**Exercise prompt:**
How many lines of the records below contain the string "stone"? Matching is case-sensitive; give only the number.
>> BEGIN Stored rows
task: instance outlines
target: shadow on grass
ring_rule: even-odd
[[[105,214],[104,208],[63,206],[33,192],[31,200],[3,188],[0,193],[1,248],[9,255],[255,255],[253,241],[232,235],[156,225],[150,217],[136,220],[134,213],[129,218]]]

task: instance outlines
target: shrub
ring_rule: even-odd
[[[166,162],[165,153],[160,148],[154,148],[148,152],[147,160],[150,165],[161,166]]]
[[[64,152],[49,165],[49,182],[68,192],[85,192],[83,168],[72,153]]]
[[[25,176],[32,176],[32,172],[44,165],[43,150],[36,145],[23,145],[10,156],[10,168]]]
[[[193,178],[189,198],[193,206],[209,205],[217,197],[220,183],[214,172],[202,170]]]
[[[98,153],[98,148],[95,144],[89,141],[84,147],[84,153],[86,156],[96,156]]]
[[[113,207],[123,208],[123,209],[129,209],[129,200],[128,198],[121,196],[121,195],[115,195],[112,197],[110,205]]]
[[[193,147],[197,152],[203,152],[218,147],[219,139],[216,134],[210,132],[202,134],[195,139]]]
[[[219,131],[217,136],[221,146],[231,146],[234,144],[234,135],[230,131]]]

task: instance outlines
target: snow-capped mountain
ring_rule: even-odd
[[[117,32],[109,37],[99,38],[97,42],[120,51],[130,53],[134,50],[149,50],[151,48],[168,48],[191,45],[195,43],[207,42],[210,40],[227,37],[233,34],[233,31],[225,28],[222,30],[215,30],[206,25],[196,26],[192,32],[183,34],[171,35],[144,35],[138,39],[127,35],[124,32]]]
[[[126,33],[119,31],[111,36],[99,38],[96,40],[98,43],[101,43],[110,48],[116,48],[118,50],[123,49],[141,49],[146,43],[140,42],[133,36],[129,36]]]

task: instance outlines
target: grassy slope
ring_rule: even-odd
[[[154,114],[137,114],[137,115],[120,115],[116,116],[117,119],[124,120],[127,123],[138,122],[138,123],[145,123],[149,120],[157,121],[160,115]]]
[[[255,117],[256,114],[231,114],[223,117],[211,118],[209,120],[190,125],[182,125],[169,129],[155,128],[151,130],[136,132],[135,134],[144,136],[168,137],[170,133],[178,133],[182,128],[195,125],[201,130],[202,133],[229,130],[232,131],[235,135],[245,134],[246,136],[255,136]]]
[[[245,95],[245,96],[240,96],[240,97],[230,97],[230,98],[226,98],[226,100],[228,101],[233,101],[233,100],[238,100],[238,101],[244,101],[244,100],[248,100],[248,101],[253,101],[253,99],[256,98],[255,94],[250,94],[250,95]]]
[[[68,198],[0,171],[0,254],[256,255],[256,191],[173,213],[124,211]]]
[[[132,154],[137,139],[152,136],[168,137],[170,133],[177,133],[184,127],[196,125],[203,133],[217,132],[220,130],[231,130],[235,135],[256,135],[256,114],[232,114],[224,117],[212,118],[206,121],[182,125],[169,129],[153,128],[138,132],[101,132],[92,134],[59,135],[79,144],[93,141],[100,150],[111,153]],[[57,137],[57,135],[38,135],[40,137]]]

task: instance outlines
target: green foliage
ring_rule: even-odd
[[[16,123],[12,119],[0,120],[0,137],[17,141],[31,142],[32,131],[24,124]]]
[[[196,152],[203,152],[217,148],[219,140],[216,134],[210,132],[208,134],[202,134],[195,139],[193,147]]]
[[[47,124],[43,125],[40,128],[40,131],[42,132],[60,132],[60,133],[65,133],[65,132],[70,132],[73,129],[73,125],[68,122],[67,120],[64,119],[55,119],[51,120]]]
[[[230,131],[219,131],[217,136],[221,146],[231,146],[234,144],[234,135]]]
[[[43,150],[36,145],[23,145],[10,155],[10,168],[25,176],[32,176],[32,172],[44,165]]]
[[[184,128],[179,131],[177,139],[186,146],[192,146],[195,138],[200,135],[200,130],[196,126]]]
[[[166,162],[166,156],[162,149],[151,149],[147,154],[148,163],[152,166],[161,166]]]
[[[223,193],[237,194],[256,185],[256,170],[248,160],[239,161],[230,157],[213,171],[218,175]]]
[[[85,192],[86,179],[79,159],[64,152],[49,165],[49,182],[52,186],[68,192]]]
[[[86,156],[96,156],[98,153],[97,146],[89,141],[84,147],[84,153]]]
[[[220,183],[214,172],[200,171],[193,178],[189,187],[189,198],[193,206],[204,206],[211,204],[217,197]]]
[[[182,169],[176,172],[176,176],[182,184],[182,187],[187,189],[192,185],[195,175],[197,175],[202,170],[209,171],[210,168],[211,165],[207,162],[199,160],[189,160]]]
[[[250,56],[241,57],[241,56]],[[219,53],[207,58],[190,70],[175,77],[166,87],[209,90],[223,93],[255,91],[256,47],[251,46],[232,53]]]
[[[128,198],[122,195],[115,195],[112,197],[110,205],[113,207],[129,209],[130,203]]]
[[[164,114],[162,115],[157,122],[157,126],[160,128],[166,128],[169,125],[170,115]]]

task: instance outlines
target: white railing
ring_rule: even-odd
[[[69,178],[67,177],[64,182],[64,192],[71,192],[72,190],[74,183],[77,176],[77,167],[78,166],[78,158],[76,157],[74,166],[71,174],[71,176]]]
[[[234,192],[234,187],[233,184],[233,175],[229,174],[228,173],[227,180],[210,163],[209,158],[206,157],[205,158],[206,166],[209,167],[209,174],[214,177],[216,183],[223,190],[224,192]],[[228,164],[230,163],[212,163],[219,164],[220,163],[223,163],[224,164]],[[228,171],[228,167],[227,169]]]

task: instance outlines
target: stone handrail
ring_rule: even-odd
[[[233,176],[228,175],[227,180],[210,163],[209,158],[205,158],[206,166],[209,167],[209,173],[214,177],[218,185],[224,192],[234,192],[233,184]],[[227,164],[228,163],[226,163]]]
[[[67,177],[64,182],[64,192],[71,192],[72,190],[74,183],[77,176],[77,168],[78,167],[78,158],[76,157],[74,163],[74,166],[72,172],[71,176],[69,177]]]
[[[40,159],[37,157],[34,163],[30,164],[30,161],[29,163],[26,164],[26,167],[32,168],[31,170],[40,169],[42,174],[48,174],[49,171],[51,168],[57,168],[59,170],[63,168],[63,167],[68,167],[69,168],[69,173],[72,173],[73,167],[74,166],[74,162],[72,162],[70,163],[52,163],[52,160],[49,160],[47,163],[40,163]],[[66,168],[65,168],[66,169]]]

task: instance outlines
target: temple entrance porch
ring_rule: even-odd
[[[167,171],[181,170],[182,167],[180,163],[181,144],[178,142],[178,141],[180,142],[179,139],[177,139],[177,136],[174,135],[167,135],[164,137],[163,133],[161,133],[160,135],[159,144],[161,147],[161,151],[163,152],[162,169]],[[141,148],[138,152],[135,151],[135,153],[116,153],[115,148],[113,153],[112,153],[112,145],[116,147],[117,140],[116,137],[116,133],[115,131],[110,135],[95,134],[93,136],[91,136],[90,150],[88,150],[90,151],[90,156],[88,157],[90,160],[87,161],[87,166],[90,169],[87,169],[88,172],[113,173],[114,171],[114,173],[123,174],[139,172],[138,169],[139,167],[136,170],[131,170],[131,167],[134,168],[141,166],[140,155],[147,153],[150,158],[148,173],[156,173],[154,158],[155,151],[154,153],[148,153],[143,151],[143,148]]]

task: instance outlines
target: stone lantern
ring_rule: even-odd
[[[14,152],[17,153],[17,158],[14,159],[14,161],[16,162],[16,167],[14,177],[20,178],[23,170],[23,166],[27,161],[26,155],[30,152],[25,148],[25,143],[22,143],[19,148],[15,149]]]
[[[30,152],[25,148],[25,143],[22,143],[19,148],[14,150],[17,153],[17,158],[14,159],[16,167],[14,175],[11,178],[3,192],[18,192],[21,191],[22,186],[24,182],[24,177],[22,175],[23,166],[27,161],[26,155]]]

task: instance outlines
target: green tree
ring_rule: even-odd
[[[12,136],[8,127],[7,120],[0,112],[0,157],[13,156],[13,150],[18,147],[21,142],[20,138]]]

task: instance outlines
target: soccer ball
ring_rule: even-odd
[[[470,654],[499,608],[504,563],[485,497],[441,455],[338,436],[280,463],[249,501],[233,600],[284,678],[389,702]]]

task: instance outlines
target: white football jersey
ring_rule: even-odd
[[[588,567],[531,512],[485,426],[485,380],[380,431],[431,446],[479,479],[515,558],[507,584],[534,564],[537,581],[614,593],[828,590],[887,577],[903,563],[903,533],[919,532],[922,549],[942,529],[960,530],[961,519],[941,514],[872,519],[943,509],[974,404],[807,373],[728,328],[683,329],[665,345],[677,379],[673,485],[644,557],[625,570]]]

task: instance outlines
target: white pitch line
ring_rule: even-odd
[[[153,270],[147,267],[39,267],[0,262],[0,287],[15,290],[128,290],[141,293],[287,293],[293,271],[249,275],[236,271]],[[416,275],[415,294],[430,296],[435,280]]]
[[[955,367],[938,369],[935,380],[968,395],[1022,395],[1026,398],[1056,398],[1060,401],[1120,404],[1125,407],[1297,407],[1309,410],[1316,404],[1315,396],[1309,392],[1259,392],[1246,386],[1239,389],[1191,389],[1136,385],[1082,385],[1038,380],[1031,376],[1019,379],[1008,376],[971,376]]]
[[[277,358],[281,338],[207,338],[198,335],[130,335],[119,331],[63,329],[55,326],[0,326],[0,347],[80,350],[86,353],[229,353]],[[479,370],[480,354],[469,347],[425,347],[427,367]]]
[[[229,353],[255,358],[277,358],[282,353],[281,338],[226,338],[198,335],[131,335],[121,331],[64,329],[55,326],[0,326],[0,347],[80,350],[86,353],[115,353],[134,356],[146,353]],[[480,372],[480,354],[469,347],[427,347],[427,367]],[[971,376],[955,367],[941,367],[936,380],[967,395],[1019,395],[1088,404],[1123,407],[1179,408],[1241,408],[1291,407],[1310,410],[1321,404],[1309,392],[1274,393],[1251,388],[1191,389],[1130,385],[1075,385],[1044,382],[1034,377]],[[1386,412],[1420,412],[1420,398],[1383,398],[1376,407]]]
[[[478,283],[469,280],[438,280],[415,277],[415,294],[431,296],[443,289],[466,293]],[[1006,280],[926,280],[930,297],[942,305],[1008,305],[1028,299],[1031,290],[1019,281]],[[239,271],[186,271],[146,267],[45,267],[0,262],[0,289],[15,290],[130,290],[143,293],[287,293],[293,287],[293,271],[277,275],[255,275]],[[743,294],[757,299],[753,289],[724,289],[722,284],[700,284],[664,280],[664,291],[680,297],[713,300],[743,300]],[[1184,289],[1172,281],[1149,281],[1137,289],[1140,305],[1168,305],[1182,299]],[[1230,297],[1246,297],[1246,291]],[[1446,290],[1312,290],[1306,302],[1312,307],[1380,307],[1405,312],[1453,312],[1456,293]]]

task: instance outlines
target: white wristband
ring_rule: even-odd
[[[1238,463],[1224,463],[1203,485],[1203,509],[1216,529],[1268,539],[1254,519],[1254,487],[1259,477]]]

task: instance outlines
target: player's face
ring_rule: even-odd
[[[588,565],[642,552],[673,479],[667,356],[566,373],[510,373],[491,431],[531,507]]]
>> END Stored rows
**Exercise response:**
2